Work to be completed
Edit the lines below by replacing "Round 2" with "Round 5" wherever it occurs, and leave everything else unchanged.

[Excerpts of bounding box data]

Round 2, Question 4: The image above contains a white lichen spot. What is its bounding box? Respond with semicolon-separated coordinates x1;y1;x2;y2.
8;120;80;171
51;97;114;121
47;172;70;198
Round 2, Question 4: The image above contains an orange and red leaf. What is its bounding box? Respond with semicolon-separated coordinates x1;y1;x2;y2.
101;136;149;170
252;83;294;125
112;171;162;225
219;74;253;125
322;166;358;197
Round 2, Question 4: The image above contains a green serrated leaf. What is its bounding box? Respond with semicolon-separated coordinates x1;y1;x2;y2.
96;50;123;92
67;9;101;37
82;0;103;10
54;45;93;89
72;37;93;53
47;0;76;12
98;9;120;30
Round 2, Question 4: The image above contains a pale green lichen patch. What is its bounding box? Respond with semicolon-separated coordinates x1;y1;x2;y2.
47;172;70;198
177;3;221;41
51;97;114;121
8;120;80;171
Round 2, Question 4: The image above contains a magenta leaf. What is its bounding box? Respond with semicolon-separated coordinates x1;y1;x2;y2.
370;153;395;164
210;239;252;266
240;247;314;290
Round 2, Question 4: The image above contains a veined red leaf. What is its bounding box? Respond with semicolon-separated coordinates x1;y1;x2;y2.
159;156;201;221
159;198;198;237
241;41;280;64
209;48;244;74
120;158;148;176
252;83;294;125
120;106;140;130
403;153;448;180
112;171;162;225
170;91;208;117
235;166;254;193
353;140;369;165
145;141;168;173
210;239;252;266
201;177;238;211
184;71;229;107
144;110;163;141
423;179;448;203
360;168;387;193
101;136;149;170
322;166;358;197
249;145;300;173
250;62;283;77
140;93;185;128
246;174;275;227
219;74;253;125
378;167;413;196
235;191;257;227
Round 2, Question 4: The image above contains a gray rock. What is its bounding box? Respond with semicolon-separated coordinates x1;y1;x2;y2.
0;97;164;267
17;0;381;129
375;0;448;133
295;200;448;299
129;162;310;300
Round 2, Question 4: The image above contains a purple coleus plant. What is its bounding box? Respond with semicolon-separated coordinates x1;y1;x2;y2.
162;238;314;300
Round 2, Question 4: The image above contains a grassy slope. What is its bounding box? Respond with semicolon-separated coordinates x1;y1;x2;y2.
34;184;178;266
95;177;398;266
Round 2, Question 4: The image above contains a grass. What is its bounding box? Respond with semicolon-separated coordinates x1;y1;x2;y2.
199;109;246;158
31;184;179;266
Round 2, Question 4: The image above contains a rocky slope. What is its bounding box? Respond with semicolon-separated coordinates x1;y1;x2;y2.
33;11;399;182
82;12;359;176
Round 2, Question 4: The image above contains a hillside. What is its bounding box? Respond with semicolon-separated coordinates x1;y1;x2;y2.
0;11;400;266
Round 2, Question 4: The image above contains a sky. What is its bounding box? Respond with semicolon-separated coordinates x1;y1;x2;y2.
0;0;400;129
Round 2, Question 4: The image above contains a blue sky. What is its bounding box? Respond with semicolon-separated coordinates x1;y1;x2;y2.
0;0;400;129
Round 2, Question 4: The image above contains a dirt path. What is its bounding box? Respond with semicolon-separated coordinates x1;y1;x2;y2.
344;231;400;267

Output of the exercise
Round 5, Question 4: The image above contains a white lichen spot. What is its bounding box? Respond with semicolon-separated coordinates x1;y1;x2;y2.
8;120;80;171
51;97;114;121
47;172;70;198
Round 5, Question 4: The image above contains an orange and red leaf. What is its bounding box? Respond with semicolon-separated coordinates x1;y1;x2;y2.
101;136;149;170
252;83;294;125
112;171;162;225
219;74;253;125
322;166;358;197
Round 5, Question 4: The image above contains a green serrated leaf. What is its bounding box? Respond with semicolon-separated coordinates x1;y1;x2;y2.
96;50;123;92
67;9;101;37
82;0;103;10
54;45;93;89
72;37;93;53
47;0;76;12
98;9;120;30
Round 5, Question 4: The image above contains a pale green lichen patch. What is its bounding box? Respond with semicolon-separated coordinates x1;y1;x2;y2.
47;172;70;198
177;3;221;41
51;97;114;121
8;120;80;171
Round 5, Question 4: The image above contains a magenta leaf. What is its bounding box? Respond with semicolon-separated coordinates x1;y1;x2;y2.
370;153;395;164
210;239;252;266
240;247;314;290
Round 5, Question 4: The image above contains a veined red leaf. What is its bounding box? Respond with semicolon-separated coordinates x1;y1;x2;y2.
159;156;201;221
159;198;198;237
241;41;280;64
209;48;244;74
120;158;148;176
252;83;294;125
120;106;140;130
403;153;448;180
112;171;162;225
170;91;208;117
235;166;254;193
353;140;369;165
145;141;168;173
210;239;252;266
201;177;238;211
184;71;229;107
144;110;163;141
423;179;448;203
360;168;387;193
101;136;149;170
322;166;358;197
249;145;300;173
250;62;283;77
140;93;185;128
246;174;275;227
219;74;253;125
378;167;413;196
235;191;257;227
Round 5, Question 4: The image above contains a gray rock. What is its bounding box? Respond with semicolon-separated coordinates x1;y1;x2;y2.
0;97;164;267
17;0;381;129
375;0;448;133
295;200;448;299
129;162;310;300
Round 5, Question 4: The image above contains a purple coleus plant. What is its bounding box? Respond with semicolon-separated coordinates x1;y1;x2;y2.
162;238;314;300
Round 5, Question 4: The image above contains a grassy slope. What is its bounding box? Respond with semicolon-separated coordinates x1;y1;x2;y2.
34;184;178;266
95;177;398;266
Round 5, Question 4: The image above contains a grass. What is its bounding box? Respond with semicolon-separated coordinates x1;y1;x2;y2.
199;109;246;158
31;184;179;266
Round 5, Question 4: The image above contains a rocky slope. What is its bounding box? Respond with semicolon-separated coordinates x1;y1;x2;y2.
33;11;399;182
82;12;359;176
Round 5, Question 4: The image above contains a hillside. What is its bounding box? Respond with semicolon-separated coordinates x1;y1;x2;y2.
0;11;400;266
Round 5, Question 4: The image above contains a sky. What is its bounding box? Respond with semicolon-separated coordinates x1;y1;x2;y2.
0;0;400;129
Round 5, Question 4: The image above contains a blue sky. What is its bounding box? Respond with semicolon-separated coordinates x1;y1;x2;y2.
0;0;400;129
Round 5, Question 4: The image above contains a dirt path. What is its bounding box? Respond with semicolon-separated coordinates x1;y1;x2;y2.
344;231;400;267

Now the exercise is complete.